#### PROBLEM DESCRIPTION
Each line of the data has to be transcribed exactly.

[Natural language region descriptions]
=-=-=-=-=

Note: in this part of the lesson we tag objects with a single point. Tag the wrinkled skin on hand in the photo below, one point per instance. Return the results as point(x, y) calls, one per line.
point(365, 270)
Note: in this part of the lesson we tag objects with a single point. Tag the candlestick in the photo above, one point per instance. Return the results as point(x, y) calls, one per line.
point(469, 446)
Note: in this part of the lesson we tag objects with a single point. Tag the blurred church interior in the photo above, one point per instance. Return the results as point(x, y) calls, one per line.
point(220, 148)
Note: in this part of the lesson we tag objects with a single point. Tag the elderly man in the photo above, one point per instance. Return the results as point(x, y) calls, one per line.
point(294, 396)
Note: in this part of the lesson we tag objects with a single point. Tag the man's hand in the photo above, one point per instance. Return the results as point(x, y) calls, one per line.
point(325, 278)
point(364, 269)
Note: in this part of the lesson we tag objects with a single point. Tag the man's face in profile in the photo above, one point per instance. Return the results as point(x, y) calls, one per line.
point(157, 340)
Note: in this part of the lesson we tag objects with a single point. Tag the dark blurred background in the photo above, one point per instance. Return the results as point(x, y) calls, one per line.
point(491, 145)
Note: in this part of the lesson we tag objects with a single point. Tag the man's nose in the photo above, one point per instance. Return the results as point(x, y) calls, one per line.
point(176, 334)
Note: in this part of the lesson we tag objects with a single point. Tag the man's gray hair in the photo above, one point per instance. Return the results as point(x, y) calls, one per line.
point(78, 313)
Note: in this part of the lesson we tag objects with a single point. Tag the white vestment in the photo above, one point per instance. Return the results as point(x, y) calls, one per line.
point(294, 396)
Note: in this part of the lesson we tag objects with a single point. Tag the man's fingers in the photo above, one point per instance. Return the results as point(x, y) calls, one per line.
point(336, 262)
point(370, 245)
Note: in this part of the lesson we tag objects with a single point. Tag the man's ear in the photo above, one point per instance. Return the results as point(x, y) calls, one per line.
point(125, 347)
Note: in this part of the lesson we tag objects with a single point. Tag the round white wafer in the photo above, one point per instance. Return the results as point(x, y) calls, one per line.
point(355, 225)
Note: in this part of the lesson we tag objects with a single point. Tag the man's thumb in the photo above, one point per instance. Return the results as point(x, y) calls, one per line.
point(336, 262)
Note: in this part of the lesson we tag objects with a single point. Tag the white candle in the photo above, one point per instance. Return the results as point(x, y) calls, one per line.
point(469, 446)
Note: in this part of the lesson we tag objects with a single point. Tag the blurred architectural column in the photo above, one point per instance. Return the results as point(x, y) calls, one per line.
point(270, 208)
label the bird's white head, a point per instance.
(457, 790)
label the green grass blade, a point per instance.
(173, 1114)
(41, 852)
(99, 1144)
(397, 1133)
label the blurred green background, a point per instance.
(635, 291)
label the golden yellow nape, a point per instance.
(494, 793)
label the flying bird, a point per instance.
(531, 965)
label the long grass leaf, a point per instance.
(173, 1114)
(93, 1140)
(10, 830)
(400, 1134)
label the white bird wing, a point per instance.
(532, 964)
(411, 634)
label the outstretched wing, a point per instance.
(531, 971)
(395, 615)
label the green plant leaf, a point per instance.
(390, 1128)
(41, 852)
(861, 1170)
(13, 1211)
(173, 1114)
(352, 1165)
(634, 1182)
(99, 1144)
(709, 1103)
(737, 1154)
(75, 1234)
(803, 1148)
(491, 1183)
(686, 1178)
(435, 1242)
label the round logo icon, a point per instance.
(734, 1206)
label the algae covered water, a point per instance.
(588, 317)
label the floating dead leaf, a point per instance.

=-=-=-=-=

#### EXERCISE OUTPUT
Note: in this part of the lesson we tag objects with a single point. Tag the wrinkled skin on hand in the photo below, one point per instance. Return the results as point(x, y) calls, one per line.
point(365, 270)
Note: in this part of the lesson we tag objects with a single point. Tag the candlestick in the photo above, one point per instance. Return the results as point(x, y) calls, one per line.
point(469, 446)
Note: in this part of the lesson we tag objects with a single point. Tag the blurred church interior in the photo above, one point per instance. Return the results as point(x, y) calls, one per line.
point(220, 148)
Note: in this part of the lesson we tag objects with a single point. Tag the elderly man in the photo above, one point per instance. Return the results as point(x, y) calls, one per line.
point(294, 396)
Note: in this part of the lesson we tag objects with a single point. Tag the man's hand in the photo above, one point per instance. Return the results as point(x, y) calls, one per line.
point(325, 278)
point(364, 269)
Note: in this part of the lesson we tag objects with a single point. Tag the man's face in profile in the photo above, one point per instance. Return the results as point(x, y) calls, one per line.
point(157, 340)
Note: in this part of the lesson we tag objects with a single point. Tag the dark blurred background in the photo above, one point per instance. Return the results as point(x, y) calls, one per line.
point(491, 145)
Note: in this part of the lesson we tag objects with a single point. Tag the man's nose in the photo above, one point per instance. Return the results as point(x, y) calls, one per line.
point(176, 334)
Note: in this part of the lesson we tag objects with a single point. Tag the man's gray hair in the photo above, one point per instance. Return the results as point(x, y) calls, one per line.
point(78, 313)
Note: in this part of the lesson we tag objects with a single point. Tag the white vestment in the photo above, one point per instance. Return the results as point(x, y) calls, one per line.
point(294, 396)
Note: in this part of the lesson we tag objects with a single point. Tag the man's fingers in the photo above, one point per instance. Return the results as point(x, y) calls, one per line.
point(336, 262)
point(370, 245)
Note: in this part of the lesson we tag objects with a single point. Tag the man's ear in the photo above, one point per instance. Return the results as point(x, y) calls, one per line.
point(125, 347)
Note: in this part of the lesson we tag objects with a single point. Tag the round white wafer in the photo above, one point per instance. Return the results as point(x, y) calls, one per line.
point(355, 225)
Note: in this part of the lesson we tag objects with a single point. Tag the man's thumb in the photo above, one point per instance. Return the results as point(x, y) calls, one per line.
point(336, 262)
Note: in this part of the lesson we tag objects with a single point. Tag the white candle in the photo above, one point per instance. Return the results as point(x, y) calls, one per line.
point(469, 446)
Note: in this part of the lesson we tag objects with a single point. Tag the blurred architectural column in the photo above, one point per instance. Return the results as point(x, y) calls, one per line.
point(270, 208)
label the bird's white head, a point per instance.
(457, 790)
label the green grass blade, a point per instance.
(173, 1114)
(41, 852)
(99, 1144)
(397, 1133)
label the blurred green background, a point per instance.
(635, 291)
label the golden yellow nape, a point per instance.
(494, 793)
label the flying bird, a point per instance.
(531, 965)
label the long grass leaf, a point per instance.
(173, 1114)
(93, 1140)
(10, 830)
(400, 1134)
label the white bird wing, a point per instance.
(532, 964)
(411, 634)
label the outstretched wing, a point per instance.
(531, 971)
(395, 615)
label the green plant leaf, a point per instance.
(390, 1128)
(41, 852)
(861, 1170)
(13, 1211)
(173, 1114)
(352, 1165)
(634, 1182)
(99, 1144)
(709, 1103)
(737, 1154)
(75, 1234)
(803, 1148)
(491, 1183)
(686, 1178)
(435, 1242)
label the round logo icon, a point per instance.
(734, 1206)
label the algae covered water, a point per instance.
(588, 317)
label the floating dead leaf, a point per instance.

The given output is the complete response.